# Activity
Write out the entries again exactly as they are given.

# # # # # # #

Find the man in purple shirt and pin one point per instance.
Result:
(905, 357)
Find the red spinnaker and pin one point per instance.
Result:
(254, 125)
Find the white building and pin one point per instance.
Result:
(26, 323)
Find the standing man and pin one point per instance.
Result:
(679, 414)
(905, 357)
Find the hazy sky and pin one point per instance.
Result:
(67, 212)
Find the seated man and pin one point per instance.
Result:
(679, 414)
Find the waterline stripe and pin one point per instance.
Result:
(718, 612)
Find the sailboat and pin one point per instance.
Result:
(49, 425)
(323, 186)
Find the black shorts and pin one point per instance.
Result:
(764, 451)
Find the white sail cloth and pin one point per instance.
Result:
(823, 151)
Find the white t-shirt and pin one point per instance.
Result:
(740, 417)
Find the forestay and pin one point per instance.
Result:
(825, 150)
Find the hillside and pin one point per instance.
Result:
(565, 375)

# # # # # # #

# Exercise output
Find the man in purple shirt and pin one point per instance.
Result:
(905, 357)
Find the red spinnaker and pin one point per instance.
Result:
(254, 125)
Find the white building and pin one point per instance.
Result:
(26, 323)
Find the standing man and pin one point per instance.
Result:
(679, 414)
(905, 357)
Find the hazy sky and pin one point per instance.
Result:
(67, 212)
Find the seated man and pin one point per instance.
Result:
(679, 414)
Find the waterline stripe and pin one point per instance.
Result:
(718, 612)
Find the sailboat and pin one point per instance.
Result:
(49, 425)
(323, 186)
Find the black shorts and pin one point per instance.
Result:
(764, 451)
Find the white sail cloth and pin one point per instance.
Result:
(823, 151)
Find the white t-shirt and pin one point per instance.
Result:
(740, 417)
Find the forestay and pin one point per instance.
Result:
(825, 150)
Find the hillside and pin one point per instance.
Result:
(565, 375)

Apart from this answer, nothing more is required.